■ **Dataset entries**:
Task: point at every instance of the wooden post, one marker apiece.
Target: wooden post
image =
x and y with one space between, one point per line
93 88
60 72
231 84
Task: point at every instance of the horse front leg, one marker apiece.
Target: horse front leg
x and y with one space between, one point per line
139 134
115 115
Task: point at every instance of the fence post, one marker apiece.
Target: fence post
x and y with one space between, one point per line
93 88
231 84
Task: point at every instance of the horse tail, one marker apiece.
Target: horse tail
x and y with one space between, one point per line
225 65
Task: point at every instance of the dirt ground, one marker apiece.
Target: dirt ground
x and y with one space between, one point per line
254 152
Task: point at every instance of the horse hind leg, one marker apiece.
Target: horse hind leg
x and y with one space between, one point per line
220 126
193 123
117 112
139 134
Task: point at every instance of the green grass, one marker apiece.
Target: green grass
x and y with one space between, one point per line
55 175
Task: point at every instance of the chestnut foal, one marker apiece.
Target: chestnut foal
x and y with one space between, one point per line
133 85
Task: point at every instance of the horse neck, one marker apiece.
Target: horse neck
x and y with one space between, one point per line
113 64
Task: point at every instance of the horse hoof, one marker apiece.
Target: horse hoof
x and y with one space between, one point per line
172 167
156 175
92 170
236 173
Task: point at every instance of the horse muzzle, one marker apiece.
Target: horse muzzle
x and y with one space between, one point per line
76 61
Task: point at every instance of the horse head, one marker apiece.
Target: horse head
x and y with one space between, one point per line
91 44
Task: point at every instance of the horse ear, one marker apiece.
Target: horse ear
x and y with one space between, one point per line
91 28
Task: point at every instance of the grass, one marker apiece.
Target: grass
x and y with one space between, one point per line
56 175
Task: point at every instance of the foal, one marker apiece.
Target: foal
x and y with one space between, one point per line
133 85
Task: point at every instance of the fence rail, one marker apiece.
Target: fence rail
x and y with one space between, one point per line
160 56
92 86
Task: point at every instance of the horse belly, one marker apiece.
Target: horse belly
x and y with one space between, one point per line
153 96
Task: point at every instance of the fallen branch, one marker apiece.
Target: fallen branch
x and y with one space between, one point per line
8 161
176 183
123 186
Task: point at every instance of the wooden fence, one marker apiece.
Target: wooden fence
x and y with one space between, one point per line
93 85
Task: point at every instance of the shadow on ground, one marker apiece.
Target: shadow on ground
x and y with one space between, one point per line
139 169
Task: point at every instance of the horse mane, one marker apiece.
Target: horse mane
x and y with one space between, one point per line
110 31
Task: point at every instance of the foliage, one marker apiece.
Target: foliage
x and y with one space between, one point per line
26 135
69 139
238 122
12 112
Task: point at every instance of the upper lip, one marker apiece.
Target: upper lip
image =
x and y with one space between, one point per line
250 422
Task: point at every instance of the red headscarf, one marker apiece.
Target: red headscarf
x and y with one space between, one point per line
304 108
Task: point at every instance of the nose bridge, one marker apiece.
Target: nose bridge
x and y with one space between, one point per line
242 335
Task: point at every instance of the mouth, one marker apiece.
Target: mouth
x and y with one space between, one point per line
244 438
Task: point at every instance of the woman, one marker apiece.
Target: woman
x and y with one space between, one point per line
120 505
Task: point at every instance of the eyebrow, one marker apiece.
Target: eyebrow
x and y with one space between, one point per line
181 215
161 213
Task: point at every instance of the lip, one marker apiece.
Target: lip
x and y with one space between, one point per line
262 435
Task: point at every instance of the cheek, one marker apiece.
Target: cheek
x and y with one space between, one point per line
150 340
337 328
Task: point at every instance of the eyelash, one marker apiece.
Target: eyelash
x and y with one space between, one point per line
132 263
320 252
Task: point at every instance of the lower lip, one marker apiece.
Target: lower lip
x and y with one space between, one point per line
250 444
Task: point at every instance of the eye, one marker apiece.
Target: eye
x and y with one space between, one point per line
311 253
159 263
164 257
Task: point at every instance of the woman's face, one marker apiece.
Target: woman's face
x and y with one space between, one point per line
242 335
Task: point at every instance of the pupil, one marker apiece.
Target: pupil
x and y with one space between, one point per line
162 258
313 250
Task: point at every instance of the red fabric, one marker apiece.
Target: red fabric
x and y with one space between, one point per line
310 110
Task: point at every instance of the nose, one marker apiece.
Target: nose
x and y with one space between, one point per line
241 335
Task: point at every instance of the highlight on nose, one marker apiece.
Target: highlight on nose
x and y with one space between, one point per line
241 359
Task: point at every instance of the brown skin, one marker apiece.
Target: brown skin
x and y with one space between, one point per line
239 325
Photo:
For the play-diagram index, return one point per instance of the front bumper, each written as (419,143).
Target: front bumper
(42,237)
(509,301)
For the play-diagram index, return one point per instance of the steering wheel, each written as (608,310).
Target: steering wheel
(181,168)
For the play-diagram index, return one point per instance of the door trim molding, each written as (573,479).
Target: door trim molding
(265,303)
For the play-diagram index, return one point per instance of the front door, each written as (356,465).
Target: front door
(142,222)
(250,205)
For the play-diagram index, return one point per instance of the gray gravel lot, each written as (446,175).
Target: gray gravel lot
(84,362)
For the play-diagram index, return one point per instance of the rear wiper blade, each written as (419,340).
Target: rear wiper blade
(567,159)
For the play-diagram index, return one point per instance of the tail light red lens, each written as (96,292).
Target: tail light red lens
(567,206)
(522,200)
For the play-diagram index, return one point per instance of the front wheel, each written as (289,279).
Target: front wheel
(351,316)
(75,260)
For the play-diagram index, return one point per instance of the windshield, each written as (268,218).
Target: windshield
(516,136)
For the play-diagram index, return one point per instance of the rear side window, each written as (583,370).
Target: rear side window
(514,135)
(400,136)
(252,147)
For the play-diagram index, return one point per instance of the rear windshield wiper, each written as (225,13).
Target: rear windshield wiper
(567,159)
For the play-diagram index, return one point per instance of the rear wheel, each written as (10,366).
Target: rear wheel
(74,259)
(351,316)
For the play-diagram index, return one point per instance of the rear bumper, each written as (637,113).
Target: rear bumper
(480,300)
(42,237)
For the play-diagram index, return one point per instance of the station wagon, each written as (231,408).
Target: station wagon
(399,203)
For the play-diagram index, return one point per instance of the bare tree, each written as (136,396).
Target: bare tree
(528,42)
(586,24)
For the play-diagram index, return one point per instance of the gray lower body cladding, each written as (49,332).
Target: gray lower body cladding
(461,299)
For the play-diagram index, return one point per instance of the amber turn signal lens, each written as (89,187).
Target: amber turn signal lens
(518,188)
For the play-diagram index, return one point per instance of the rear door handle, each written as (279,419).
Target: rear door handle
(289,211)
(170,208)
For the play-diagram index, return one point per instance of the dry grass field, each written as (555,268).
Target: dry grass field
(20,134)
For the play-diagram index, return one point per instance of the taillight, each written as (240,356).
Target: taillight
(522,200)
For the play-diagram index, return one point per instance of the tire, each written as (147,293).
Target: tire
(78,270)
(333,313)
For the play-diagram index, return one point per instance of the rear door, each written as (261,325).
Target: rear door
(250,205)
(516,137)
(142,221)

■ **Task description**: Please output all the lines above exactly as given.

■ **Worked solution**:
Task: point at every instance of the wooden post, one marker apiece.
Target: wooden post
image =
x and y with one space between, one point per line
93 88
60 72
231 84
Task: point at every instance of the horse front leg, one marker apiece.
Target: horse front leg
x and y with one space between, one point per line
139 134
115 115
Task: point at every instance of the fence post, one marker apiece.
Target: fence post
x and y with one space between, one point per line
93 88
231 84
Task: point at every instance of the horse tail, one marker apiece.
Target: horse tail
x and y with one space between, one point per line
225 65
Task: point at every instance of the dirt ground, one marker apiece.
Target: dirt ground
x and y with one space between, one point per line
254 152
Task: point at every instance of the horse hind leg, one marker apiece.
Target: horse hind leg
x and y with one space between, one point per line
220 126
193 123
117 112
139 134
Task: point at every instance of the green grass, one marker apiece.
Target: green grass
x and y with one space between, one point per line
55 175
Task: point at every instance of the chestnut foal, one marker apiece.
Target: chestnut foal
x and y with one space between, one point per line
133 85
Task: point at every instance of the horse neck, one marker apiece.
Target: horse neck
x and y with one space between, one point per line
113 64
Task: point at every instance of the horse hoof, one marker apiece.
Target: horse hoof
x and y with one space between, one point per line
172 167
156 175
92 170
236 173
Task: point at every instance of the horse muzzle, one marker apiece.
Target: horse muzzle
x and y with one space between, one point per line
76 61
Task: point at every instance of the horse head, one marker apiece.
Target: horse head
x and y with one space between, one point per line
91 44
Task: point at every instance of the horse ear, one marker apiece.
Target: horse ear
x and y with one space between, one point per line
91 28
Task: point at every instance of the grass, one marker apiece.
Target: grass
x and y with one space between, one point per line
56 175
Task: point at every instance of the foal, one marker apiece.
Target: foal
x and y with one space between, one point per line
133 85
Task: point at every instance of the fence rail, one marker apiece.
Target: fence rail
x and y with one space between, one point per line
160 56
92 86
Task: point at every instance of the horse belly, one marker apiece.
Target: horse belly
x and y with one space between, one point per line
153 96
Task: point at every instance of the fallen branch, one marker apiece.
Target: fallen branch
x and y with one space between, one point per line
8 161
176 183
123 186
Task: point at every instance of the wooden fence, one marker apiece.
Target: wooden fence
x and y with one space between, one point per line
93 85
Task: point at every instance of the shadow on ground, one marker apiece.
Target: shadow on ground
x and y with one space between, one point per line
139 169
Task: point at every instance of the horse mane, one marker apiece.
Target: horse mane
x and y with one space between, one point per line
110 31
Task: point at every instance of the foliage, one marker apiece.
Target: foliage
x and y with one space between, one point per line
26 135
69 139
238 122
12 112
Task: point at every instance of the upper lip, one marker apiece.
Target: upper lip
image =
x and y with one space between, one point per line
250 422
Task: point at every instance of the red headscarf, one marker apiece.
Target: red headscarf
x and y with one space between, one point per line
304 108
Task: point at every instance of the nose bridge, one marker apiece.
Target: nose bridge
x and y with one space between, one point per line
242 335
Task: point at every instance of the mouth, one marker apiece.
Target: mouth
x and y with one space between, one point per line
244 438
Task: point at every instance of the woman, one marker apiece.
Target: woman
x and y with one space between, one point per line
120 505
Task: point at every instance of the eyebrow, one marker apiece.
Target: eyebrow
x and y with one space between, one point per line
181 215
161 213
Task: point at every instance of the lip, one marker apiece.
Target: lip
x and y with one space between, one point per line
262 435
Task: point at every instance of the cheek, one marker apiece.
Target: cheek
x and y with one space between, one point per line
150 340
337 328
Task: point at every instance of the eyelash, one marker apiece.
Target: eyelash
x and y with one space between, one point per line
132 263
320 252
Task: point at every instance of the lower lip, one marker apiece.
Target: lower lip
x and y with one space between, one point per line
250 444
Task: point at every instance of the eye, one marker apiece.
Target: eye
x and y with one space between, one point per line
311 253
159 263
164 257
Task: point at every instance of the woman's face, one marker apiece.
Target: woman's face
x and y with one space between, one point per line
242 335
Task: point at every instance of the pupil, one marker apiece.
Target: pupil
x and y with one space between, one point per line
162 258
313 250
Task: point at every instance of the red fabric, one marker apiece.
Target: red fabric
x and y with one space between, one point per line
310 110
Task: point at every instance of the nose, one marker apiece.
Target: nose
x and y with one space between, one point per line
241 335
Task: point at every instance of the highlight on nose, one marker apiece.
Target: highlight on nose
x and y with one space between, one point per line
241 359
Task: point at every instance of the brown skin, one marker apiece.
Target: brown skin
x and y with one space between, one point per line
239 325
Photo:
For the play-diagram index, return one point per instance of the front bumper, each written as (419,143).
Target: front bumper
(42,237)
(509,301)
For the play-diagram index, return one point per instance of the steering wheel, each written as (608,310).
Target: steering wheel
(181,168)
For the play-diagram index, return one point per instance of the door trim molding, each written as (573,479).
Target: door trim molding
(265,303)
For the play-diagram index, return one point per instance of the front door, each written as (356,465).
Target: front door
(142,222)
(250,205)
For the play-diagram index, return one point per instance of the gray gravel lot, each written as (446,175).
Target: gray gravel lot
(84,362)
For the play-diagram index, return one point per instance of the rear wiper blade, each written as (419,340).
Target: rear wiper blade
(567,159)
For the play-diagram index, return one point per instance of the tail light red lens, each written as (96,292).
Target: tail light red lens
(567,206)
(522,200)
For the play-diagram index, return one point per instance of the front wheel, each written as (289,279).
Target: front wheel
(351,316)
(75,260)
For the play-diagram index, return one point per instance of the windshield, each written as (268,218).
Target: windshield
(516,136)
For the play-diagram index, return one point per instance of the rear side window, each written as (583,370).
Target: rear side window
(514,135)
(400,136)
(252,147)
For the play-diagram index, return one point per instance of the rear windshield wiper, each written as (225,13).
Target: rear windshield wiper
(567,159)
For the play-diagram index, return one point per instance of the rear wheel, each written as (10,366).
Target: rear wheel
(74,259)
(351,316)
For the play-diagram index, return one point per instance of the rear bumper, each written as (637,113).
Target: rear bumper
(480,300)
(42,237)
For the play-diagram index, return one point per instance of the station wagon, each written as (231,408).
Target: station wagon
(399,203)
For the play-diagram index, return one point per instance of the bare tree, each written as (136,396).
Target: bare tree
(528,42)
(586,24)
For the play-diagram index, return one point per instance of the gray lower body cladding, each written as (49,332).
Target: gray lower body cladding
(461,299)
For the play-diagram index, return one point per instance of the amber turn signal lens, each written as (89,187).
Target: amber turn signal lens
(518,188)
For the play-diagram index, return one point per instance of the rear door handle, each written as (279,419).
Target: rear door handle
(289,211)
(170,208)
For the play-diagram index, return one point per instance of the dry grass field, each written as (555,268).
Target: dry grass field
(20,134)
For the play-diagram index, return one point per instance of the taillight, each written as (240,356).
Target: taillight
(522,200)
For the play-diagram index, return one point per instance of the tire, each written as (147,293).
Target: tire
(78,270)
(333,313)
For the play-diagram index, return one point per instance of the rear door, each written as (261,325).
Target: rear door
(250,205)
(516,137)
(142,221)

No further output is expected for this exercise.